» **TASK**
Extend the review of Rachel Hartman's *Seraphina* below by writing what follows its last sentence, "The other is as TIA points out some of the vocabulary."

» **TEXT EXCERPT**
········

Hartman, Rachel: Seraphina (2012)

seraphina complete

There are tons of reviews of Seraphina out there. Seriously, tons. Most of them praise Rachel Hartman’s writing to heaven and with good reason. Believe it or not, this is actually Hartman’s first novel. Her grasp of the flow is amazing. This is definitely an author to follow.

What genre is this? Well, that is a toughie. Like The Intergalactic Academy blog points out in their review, there are reasons one might suspect the world of Seraphina lies not only in a fantasy universe but also in a science fiction one. You would be surprised at the number of stories out there that seem to be fantasy (and are) but end up having a basis in humans having come to another world.

One of the traditional conflicts between humans and dragons in Seraphina has to do with humans invading the continent of the dragons. This might be one hint as to the otherworldliness of humans. The other is as TIA points out some of the vocabulary.

········

» **DATA**
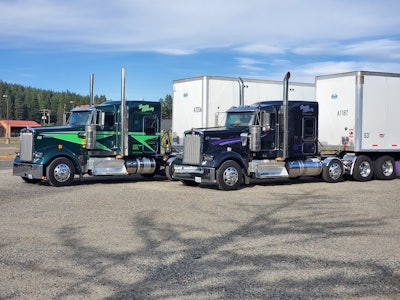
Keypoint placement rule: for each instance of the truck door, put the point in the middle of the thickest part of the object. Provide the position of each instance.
(309, 136)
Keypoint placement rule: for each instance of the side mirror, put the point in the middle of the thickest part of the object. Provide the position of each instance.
(243, 137)
(100, 118)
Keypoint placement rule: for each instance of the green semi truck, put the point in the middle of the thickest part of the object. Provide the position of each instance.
(112, 138)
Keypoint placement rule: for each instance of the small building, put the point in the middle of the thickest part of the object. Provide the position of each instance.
(11, 128)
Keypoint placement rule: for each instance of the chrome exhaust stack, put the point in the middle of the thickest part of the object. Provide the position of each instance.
(91, 100)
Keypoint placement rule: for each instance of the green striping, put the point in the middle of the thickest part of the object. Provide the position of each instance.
(68, 136)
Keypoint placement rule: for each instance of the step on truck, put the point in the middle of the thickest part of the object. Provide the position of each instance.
(279, 139)
(109, 139)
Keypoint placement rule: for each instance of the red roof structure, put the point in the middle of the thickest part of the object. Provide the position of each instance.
(12, 127)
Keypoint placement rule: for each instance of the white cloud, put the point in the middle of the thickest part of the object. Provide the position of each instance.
(253, 26)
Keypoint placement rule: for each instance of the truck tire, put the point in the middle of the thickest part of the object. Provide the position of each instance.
(61, 172)
(229, 176)
(363, 169)
(384, 168)
(169, 170)
(189, 183)
(333, 171)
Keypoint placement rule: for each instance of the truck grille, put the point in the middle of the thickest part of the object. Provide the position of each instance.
(26, 149)
(192, 149)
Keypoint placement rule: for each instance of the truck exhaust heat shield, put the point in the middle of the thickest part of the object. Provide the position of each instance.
(90, 136)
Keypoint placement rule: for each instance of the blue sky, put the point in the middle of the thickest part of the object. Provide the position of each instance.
(56, 44)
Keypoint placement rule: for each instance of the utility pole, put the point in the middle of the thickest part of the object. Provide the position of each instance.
(8, 122)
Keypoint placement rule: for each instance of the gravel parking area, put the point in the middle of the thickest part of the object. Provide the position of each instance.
(132, 238)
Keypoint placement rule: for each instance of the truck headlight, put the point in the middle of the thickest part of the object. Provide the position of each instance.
(208, 157)
(37, 155)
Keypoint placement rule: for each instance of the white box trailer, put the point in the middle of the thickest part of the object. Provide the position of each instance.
(358, 117)
(202, 101)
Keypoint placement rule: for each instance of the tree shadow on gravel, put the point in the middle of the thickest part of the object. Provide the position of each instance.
(237, 264)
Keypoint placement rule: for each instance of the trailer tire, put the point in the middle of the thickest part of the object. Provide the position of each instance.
(333, 171)
(363, 169)
(32, 181)
(61, 172)
(189, 183)
(384, 168)
(229, 176)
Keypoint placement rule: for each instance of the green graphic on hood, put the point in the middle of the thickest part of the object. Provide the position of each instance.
(72, 137)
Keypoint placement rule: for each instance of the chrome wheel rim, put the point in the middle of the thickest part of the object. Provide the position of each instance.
(335, 171)
(364, 169)
(387, 168)
(62, 173)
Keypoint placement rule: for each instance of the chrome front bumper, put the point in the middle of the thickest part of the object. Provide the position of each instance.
(194, 173)
(27, 170)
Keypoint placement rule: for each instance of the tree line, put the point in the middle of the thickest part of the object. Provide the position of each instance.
(28, 103)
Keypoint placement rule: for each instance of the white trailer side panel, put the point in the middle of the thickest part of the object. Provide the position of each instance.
(187, 106)
(359, 111)
(336, 100)
(380, 113)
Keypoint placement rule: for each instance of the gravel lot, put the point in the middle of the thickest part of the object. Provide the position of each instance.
(132, 238)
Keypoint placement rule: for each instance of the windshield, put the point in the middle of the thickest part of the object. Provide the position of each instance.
(80, 118)
(239, 119)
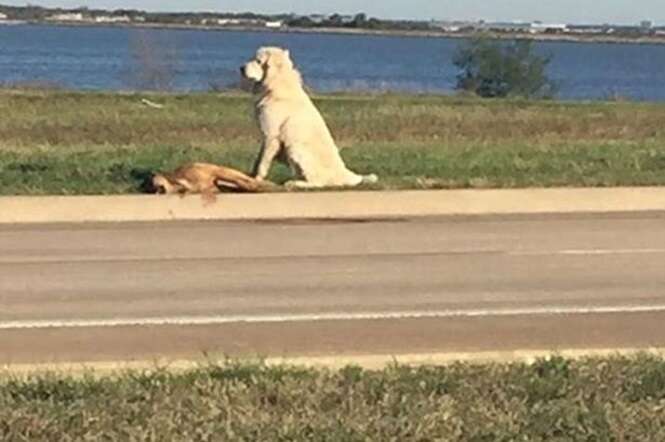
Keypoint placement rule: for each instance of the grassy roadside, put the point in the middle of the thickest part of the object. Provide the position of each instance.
(58, 142)
(600, 399)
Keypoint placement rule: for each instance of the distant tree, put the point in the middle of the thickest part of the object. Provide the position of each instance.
(360, 20)
(335, 20)
(492, 68)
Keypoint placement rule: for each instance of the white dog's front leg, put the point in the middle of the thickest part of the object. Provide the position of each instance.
(268, 153)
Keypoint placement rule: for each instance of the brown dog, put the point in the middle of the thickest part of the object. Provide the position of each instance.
(206, 179)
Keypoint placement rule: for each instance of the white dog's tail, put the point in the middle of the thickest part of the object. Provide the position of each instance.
(370, 179)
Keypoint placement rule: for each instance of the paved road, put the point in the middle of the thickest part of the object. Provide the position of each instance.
(141, 290)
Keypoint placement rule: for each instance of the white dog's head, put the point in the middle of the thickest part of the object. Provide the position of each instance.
(269, 64)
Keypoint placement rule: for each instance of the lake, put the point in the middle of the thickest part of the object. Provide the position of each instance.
(114, 58)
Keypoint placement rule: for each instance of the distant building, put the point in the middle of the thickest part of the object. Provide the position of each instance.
(451, 26)
(112, 19)
(317, 18)
(69, 16)
(538, 27)
(507, 26)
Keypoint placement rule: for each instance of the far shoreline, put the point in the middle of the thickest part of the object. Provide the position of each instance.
(559, 38)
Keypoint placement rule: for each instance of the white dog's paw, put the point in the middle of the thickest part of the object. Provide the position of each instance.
(298, 184)
(370, 179)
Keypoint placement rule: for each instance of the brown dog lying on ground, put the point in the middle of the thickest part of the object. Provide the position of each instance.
(206, 179)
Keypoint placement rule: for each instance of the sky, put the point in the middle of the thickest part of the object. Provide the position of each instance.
(553, 11)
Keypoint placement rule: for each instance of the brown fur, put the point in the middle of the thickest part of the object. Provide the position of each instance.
(207, 179)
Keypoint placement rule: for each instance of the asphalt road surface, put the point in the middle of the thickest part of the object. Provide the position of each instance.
(109, 292)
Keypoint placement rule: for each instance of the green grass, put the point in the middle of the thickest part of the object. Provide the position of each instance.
(58, 142)
(604, 399)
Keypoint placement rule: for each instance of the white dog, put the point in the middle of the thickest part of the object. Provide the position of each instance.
(292, 127)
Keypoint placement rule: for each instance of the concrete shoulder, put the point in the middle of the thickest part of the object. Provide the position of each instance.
(323, 205)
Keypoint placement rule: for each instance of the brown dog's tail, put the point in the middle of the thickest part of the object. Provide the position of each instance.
(235, 180)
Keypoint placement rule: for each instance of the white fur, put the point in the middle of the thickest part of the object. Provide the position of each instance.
(292, 127)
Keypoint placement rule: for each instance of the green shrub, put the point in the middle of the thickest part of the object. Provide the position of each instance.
(494, 69)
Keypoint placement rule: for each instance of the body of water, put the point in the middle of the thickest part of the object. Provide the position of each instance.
(110, 58)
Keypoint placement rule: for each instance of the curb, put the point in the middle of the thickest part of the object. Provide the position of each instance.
(327, 205)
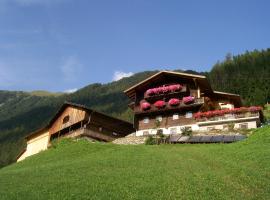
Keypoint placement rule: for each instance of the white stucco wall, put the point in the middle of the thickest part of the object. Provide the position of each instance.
(203, 128)
(36, 144)
(167, 131)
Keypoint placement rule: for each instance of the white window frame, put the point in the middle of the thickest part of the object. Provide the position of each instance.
(243, 124)
(175, 116)
(188, 115)
(159, 118)
(173, 131)
(146, 120)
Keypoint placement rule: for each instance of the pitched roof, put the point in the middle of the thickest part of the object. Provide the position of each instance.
(63, 107)
(202, 80)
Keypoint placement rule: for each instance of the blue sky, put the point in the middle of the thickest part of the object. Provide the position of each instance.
(60, 45)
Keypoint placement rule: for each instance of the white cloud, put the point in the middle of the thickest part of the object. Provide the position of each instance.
(37, 2)
(119, 75)
(69, 91)
(71, 69)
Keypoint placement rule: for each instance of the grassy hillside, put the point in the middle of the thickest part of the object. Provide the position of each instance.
(83, 170)
(21, 112)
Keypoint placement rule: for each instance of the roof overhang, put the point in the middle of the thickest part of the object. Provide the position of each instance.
(199, 79)
(233, 97)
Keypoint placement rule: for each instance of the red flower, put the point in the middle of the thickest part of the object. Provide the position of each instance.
(188, 100)
(198, 115)
(255, 108)
(175, 87)
(159, 104)
(150, 92)
(174, 102)
(145, 106)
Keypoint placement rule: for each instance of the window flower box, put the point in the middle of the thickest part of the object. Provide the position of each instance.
(159, 104)
(174, 102)
(188, 100)
(145, 106)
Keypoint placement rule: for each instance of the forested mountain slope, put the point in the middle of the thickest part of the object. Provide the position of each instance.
(21, 112)
(247, 74)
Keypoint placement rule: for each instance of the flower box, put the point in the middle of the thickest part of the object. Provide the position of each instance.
(174, 102)
(188, 100)
(159, 104)
(145, 106)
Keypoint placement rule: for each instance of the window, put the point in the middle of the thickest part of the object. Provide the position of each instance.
(175, 116)
(145, 132)
(159, 118)
(159, 131)
(188, 114)
(173, 130)
(210, 128)
(66, 119)
(146, 120)
(225, 127)
(243, 126)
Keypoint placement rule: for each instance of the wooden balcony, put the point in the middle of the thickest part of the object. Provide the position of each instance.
(197, 102)
(229, 118)
(166, 95)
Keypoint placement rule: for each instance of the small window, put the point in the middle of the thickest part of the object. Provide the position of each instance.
(145, 133)
(210, 128)
(66, 119)
(173, 130)
(243, 126)
(159, 118)
(225, 127)
(146, 120)
(175, 116)
(159, 131)
(188, 114)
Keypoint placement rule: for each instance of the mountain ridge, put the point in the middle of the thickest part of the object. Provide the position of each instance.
(21, 112)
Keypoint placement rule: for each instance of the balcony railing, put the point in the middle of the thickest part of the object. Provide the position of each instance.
(229, 117)
(197, 102)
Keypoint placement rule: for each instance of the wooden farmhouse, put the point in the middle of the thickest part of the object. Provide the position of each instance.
(73, 120)
(169, 101)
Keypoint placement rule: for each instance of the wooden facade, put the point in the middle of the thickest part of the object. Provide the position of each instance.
(74, 120)
(196, 86)
(68, 117)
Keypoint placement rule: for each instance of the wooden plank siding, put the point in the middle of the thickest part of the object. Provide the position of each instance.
(75, 115)
(167, 121)
(110, 124)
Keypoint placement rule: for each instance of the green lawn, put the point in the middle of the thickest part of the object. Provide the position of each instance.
(83, 170)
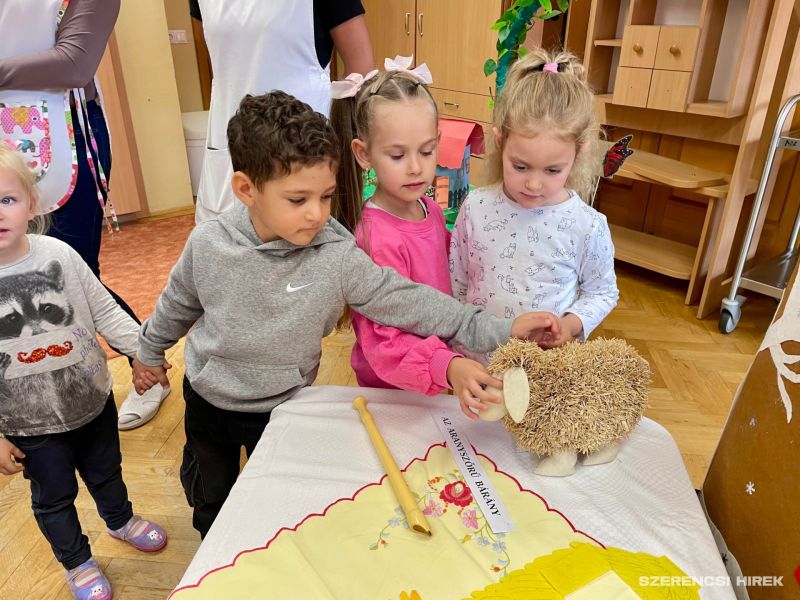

········

» **RESPONSE BELOW**
How the wars began in the first place is not commonly known, but as Seraphina is lucky enough to have a dragon music teacher (Omra) she learns of these matters. That her father happens to be the local expert on the treaty between humans and dragons has given Seraphina more knowledge than the usual citizen. There is a reason for her father’s expertise. He is the father of a girl who is half-dragon/half-human. Seraphina’s mixed race must be hidden from the knowledge of both dragons and humans as such a relationship is thought of as disgusting. But it is interesting that such a relationship is even possible. Perhaps that means that a dragon’s transformation into human is on a genetic level.

When peace was forged, one of the consequences was that dragons could no longer be among humans in dragon form. Dragons society seems to be ruled by logic rather than emotion. To them becoming human is a shock to the system as they are drenched in feelings they do not understand. Emotions are forbidden and all memories pertaining to such emotions are excised upon returning to dragon form. Such excision could mean that the dragons have some form of advanced technology unless the excision happens through some kind of paranormal ability.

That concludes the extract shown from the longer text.